WORK REQUIRED: Count the lines of the listing below that contain the string "wheel", and give only that number.

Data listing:

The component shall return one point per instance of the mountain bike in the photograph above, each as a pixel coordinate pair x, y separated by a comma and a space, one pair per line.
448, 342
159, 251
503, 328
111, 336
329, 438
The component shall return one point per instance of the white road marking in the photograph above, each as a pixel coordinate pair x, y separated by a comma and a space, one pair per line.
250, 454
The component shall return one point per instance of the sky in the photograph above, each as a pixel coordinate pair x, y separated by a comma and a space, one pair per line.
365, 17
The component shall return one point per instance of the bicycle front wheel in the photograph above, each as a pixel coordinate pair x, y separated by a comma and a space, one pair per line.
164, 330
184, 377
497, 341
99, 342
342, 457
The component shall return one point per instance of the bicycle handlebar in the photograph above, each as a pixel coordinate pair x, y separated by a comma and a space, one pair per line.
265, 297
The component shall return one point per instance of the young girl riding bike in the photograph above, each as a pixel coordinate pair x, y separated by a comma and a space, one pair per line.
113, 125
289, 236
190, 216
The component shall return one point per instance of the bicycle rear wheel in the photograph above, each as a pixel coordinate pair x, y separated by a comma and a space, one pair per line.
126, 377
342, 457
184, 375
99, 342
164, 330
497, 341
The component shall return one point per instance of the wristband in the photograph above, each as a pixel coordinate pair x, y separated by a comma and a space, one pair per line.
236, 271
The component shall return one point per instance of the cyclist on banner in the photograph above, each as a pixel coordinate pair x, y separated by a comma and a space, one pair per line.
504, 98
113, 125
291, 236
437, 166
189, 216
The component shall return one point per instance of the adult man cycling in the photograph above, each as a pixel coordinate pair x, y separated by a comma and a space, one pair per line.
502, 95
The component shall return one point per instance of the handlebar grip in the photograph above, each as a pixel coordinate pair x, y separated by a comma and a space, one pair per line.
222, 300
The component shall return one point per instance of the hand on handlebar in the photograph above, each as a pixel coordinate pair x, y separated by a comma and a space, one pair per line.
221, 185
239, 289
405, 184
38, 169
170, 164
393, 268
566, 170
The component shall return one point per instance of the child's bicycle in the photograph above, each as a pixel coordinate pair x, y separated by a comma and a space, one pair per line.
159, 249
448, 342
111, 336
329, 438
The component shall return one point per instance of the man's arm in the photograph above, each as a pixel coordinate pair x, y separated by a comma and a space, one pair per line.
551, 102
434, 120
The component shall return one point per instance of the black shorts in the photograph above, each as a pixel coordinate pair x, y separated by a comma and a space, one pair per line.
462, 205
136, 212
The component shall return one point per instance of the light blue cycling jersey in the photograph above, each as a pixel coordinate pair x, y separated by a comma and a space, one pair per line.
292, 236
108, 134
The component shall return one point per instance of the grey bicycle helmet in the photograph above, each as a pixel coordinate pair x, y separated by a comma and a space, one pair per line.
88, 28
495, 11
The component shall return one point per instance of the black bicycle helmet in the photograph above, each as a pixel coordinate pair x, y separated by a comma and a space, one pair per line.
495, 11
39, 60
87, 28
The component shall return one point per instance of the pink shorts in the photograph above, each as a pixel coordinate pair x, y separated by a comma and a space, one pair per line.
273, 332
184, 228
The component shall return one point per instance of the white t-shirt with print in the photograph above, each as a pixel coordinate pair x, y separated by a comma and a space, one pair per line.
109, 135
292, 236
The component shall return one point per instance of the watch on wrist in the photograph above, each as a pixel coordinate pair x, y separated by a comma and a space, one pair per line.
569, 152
* * *
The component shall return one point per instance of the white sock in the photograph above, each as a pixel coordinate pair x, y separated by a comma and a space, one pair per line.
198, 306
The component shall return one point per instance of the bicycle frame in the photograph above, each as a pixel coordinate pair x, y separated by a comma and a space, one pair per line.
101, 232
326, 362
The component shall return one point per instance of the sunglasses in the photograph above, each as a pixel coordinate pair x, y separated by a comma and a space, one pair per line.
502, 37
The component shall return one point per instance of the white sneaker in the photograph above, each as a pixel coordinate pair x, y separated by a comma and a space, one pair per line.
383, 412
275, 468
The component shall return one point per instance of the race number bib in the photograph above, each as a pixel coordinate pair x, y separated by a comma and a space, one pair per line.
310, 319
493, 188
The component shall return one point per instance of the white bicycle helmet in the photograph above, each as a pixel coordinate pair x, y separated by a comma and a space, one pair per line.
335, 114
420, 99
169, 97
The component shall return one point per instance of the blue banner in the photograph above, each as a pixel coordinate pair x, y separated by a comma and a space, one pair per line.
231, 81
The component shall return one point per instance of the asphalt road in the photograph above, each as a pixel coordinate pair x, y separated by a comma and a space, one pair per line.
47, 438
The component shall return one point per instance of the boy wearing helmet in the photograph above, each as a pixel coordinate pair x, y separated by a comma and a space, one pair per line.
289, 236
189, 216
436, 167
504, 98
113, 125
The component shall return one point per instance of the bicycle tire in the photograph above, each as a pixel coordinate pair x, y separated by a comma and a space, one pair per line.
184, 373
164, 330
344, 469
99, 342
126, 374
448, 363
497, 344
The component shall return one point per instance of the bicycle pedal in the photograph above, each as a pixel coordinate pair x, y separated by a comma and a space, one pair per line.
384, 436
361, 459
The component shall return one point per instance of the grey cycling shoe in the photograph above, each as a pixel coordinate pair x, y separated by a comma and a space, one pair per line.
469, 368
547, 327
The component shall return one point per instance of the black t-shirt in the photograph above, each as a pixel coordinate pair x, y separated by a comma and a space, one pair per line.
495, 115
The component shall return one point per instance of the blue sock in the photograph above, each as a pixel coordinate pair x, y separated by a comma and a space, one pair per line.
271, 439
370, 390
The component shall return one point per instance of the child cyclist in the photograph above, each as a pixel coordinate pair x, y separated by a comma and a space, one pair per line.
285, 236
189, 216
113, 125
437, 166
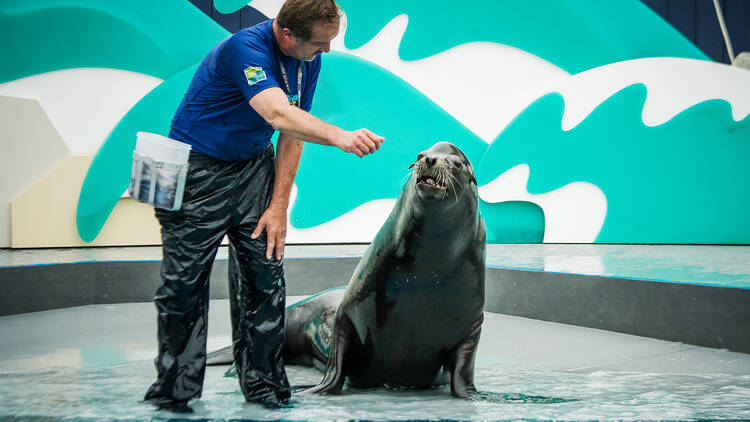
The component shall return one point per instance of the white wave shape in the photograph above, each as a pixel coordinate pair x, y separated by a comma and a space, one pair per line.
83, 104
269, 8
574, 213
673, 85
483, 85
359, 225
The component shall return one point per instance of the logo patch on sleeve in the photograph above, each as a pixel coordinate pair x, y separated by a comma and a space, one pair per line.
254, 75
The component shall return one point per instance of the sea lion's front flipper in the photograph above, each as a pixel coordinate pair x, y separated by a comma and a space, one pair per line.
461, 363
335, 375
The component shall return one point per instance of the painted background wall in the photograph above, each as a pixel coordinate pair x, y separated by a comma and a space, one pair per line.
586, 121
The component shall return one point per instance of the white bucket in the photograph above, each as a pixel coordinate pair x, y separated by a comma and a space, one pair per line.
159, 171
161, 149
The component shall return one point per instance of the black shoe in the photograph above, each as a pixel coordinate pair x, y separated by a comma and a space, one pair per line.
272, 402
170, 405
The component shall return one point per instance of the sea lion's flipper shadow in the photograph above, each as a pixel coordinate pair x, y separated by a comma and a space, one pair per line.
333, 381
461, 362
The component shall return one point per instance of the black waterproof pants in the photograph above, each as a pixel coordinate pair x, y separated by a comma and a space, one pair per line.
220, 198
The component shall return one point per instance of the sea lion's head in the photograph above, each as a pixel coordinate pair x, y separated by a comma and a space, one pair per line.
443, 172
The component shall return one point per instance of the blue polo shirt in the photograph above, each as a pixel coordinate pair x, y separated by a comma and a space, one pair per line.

SOLUTION TO THIS PROBLEM: 2